> [GIVEN TASK]:
Could every line of the data be printed exactly as it reads?

Annotation records
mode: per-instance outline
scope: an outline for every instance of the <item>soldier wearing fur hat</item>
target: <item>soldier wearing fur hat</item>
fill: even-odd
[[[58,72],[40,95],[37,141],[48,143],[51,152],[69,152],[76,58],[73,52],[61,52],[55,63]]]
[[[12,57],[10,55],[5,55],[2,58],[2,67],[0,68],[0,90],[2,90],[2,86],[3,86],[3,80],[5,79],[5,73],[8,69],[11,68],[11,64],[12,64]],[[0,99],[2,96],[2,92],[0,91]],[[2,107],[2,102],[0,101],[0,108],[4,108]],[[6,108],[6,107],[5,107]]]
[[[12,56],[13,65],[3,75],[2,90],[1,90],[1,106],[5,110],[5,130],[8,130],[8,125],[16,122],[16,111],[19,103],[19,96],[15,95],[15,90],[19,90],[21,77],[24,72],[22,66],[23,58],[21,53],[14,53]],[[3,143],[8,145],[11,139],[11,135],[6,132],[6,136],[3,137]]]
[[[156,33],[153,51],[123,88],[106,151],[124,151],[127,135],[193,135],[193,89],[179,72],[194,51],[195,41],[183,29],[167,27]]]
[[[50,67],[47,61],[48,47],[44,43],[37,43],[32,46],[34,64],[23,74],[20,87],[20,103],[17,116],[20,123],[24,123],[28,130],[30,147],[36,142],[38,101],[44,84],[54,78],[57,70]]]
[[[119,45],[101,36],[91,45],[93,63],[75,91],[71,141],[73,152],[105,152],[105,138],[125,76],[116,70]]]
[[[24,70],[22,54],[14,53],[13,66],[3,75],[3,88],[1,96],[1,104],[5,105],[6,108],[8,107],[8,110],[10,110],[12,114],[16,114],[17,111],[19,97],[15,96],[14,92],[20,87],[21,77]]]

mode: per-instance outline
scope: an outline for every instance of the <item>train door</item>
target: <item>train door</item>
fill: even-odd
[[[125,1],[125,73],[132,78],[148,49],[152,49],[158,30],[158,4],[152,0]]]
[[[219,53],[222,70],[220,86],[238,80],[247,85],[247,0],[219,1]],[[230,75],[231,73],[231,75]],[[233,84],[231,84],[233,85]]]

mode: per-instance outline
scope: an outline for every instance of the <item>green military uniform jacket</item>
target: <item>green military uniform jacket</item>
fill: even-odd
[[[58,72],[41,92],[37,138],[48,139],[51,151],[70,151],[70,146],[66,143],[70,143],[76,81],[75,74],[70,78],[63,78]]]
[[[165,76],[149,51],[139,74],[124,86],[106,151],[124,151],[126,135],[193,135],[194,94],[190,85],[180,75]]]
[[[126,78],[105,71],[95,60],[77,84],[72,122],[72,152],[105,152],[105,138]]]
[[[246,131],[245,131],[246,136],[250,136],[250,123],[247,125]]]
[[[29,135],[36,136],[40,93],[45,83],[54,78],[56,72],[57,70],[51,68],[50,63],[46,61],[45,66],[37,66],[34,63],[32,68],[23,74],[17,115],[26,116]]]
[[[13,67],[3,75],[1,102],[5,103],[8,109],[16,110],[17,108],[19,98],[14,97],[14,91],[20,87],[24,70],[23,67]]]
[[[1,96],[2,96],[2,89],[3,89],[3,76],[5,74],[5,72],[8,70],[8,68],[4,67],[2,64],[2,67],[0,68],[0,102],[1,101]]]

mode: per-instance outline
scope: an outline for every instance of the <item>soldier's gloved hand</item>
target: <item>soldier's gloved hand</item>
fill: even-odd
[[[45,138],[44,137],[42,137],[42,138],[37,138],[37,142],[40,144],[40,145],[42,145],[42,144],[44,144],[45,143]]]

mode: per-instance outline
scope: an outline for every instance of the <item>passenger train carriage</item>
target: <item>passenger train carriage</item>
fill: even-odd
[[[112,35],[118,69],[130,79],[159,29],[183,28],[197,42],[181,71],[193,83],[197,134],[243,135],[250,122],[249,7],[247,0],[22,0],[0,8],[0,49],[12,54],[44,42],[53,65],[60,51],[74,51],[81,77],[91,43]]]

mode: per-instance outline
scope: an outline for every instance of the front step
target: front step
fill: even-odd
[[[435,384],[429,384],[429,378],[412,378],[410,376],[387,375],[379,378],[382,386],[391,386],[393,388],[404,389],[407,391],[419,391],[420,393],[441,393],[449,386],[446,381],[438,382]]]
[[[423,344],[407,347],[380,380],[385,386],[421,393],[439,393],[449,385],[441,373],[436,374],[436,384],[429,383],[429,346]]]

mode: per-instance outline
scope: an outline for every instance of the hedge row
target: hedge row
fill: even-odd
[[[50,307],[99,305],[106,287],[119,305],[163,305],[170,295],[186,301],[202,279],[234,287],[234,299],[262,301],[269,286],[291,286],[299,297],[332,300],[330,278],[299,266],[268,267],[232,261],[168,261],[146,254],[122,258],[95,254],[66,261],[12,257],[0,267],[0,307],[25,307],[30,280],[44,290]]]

> [RESPONSE TO THIS TASK]:
mode: per-instance outline
scope: an outline for every instance of the <item>soldier wearing fur hat</item>
target: <item>soldier wearing fur hat</item>
fill: even-odd
[[[58,72],[40,95],[37,141],[48,143],[51,152],[69,152],[76,58],[73,52],[61,52],[55,63]]]
[[[12,57],[10,55],[5,55],[2,58],[2,67],[0,68],[0,90],[2,90],[2,86],[3,86],[3,80],[5,79],[5,73],[8,69],[11,68],[11,64],[12,64]],[[0,99],[2,96],[2,92],[0,91]],[[2,107],[2,102],[0,101],[0,108],[4,108]],[[6,108],[6,107],[5,107]]]
[[[12,56],[13,65],[3,75],[2,90],[1,90],[1,106],[5,110],[5,130],[8,130],[8,125],[16,122],[16,111],[19,103],[19,96],[15,95],[15,90],[19,90],[21,77],[24,72],[22,66],[23,58],[21,53],[14,53]],[[3,143],[8,145],[11,139],[11,135],[6,132],[6,136],[3,137]]]
[[[156,33],[153,51],[123,88],[106,151],[124,151],[127,135],[193,135],[193,89],[179,72],[194,51],[195,41],[183,29],[167,27]]]
[[[50,67],[47,61],[48,47],[44,43],[37,43],[32,46],[34,64],[23,74],[20,87],[20,103],[17,116],[20,123],[24,123],[28,130],[30,147],[36,142],[38,101],[44,84],[54,78],[57,70]]]
[[[119,45],[101,36],[91,45],[93,63],[75,91],[71,141],[73,152],[105,152],[105,138],[125,76],[116,70]]]
[[[24,70],[22,54],[14,53],[13,66],[3,75],[3,88],[1,96],[1,104],[5,105],[6,108],[8,107],[8,110],[10,110],[12,114],[16,114],[17,111],[19,97],[15,96],[14,92],[20,87],[21,77]]]

mode: per-instance outline
scope: an outline for every instance of the <item>train door</item>
target: <item>train door</item>
fill: even-odd
[[[125,1],[125,73],[132,78],[148,49],[152,49],[158,30],[158,4],[152,0]]]
[[[219,53],[222,70],[220,86],[238,80],[247,85],[247,0],[219,1]],[[230,75],[231,73],[231,75]],[[233,84],[231,84],[233,85]]]

mode: per-instance outline
scope: an outline for every instance of the <item>green military uniform jacket</item>
target: <item>green military uniform jacket</item>
fill: even-odd
[[[58,72],[41,92],[37,138],[48,139],[51,151],[70,151],[70,146],[66,143],[70,143],[76,81],[75,74],[70,78],[63,78]]]
[[[165,76],[149,51],[139,74],[124,86],[106,151],[124,151],[126,135],[193,135],[194,94],[190,85],[180,75]]]
[[[126,78],[105,71],[95,60],[77,84],[72,122],[72,152],[105,152],[105,138]]]
[[[246,131],[245,131],[246,136],[250,136],[250,123],[247,125]]]
[[[29,135],[36,136],[40,93],[45,83],[54,78],[56,72],[57,70],[51,68],[50,63],[46,61],[45,66],[37,66],[34,63],[32,68],[23,74],[17,115],[26,116]]]
[[[13,67],[3,75],[1,102],[5,103],[8,109],[16,110],[17,108],[19,98],[14,97],[14,91],[20,87],[24,70],[23,67]]]
[[[1,96],[2,96],[2,89],[3,89],[3,76],[5,74],[5,72],[8,70],[8,68],[4,67],[2,64],[2,67],[0,68],[0,102],[1,101]]]

mode: per-instance outline
scope: an outline for every instance of the <item>soldier's gloved hand</item>
target: <item>soldier's gloved hand</item>
fill: even-odd
[[[45,138],[44,137],[42,137],[42,138],[37,138],[37,142],[40,144],[40,145],[42,145],[42,144],[44,144],[45,143]]]

mode: per-instance outline
scope: an outline for every instance of the <item>passenger train carriage</item>
target: <item>passenger train carriage</item>
fill: even-odd
[[[112,35],[118,69],[130,79],[159,29],[183,28],[197,42],[181,71],[193,83],[197,134],[243,135],[250,122],[249,7],[247,0],[22,0],[0,8],[0,49],[12,54],[44,42],[53,65],[60,51],[74,51],[81,77],[91,43]]]

mode: per-instance outline
scope: an outline for every instance of the front step
target: front step
fill: even-odd
[[[435,384],[429,384],[429,378],[412,378],[410,376],[387,375],[379,378],[382,386],[391,386],[393,388],[404,389],[407,391],[419,391],[420,393],[441,393],[449,386],[446,381],[438,382]]]
[[[423,344],[407,347],[380,380],[385,386],[421,393],[439,393],[449,385],[441,373],[436,374],[436,384],[429,383],[429,346]]]

mode: per-instance outline
scope: an outline for every instance of the hedge row
target: hedge row
fill: even-odd
[[[50,307],[99,305],[106,287],[119,305],[163,305],[170,295],[186,301],[202,279],[234,287],[234,299],[262,301],[269,286],[291,286],[299,297],[332,300],[330,278],[299,266],[268,267],[232,261],[168,261],[146,254],[122,258],[95,254],[66,261],[12,257],[0,267],[0,307],[25,307],[30,280],[44,290]]]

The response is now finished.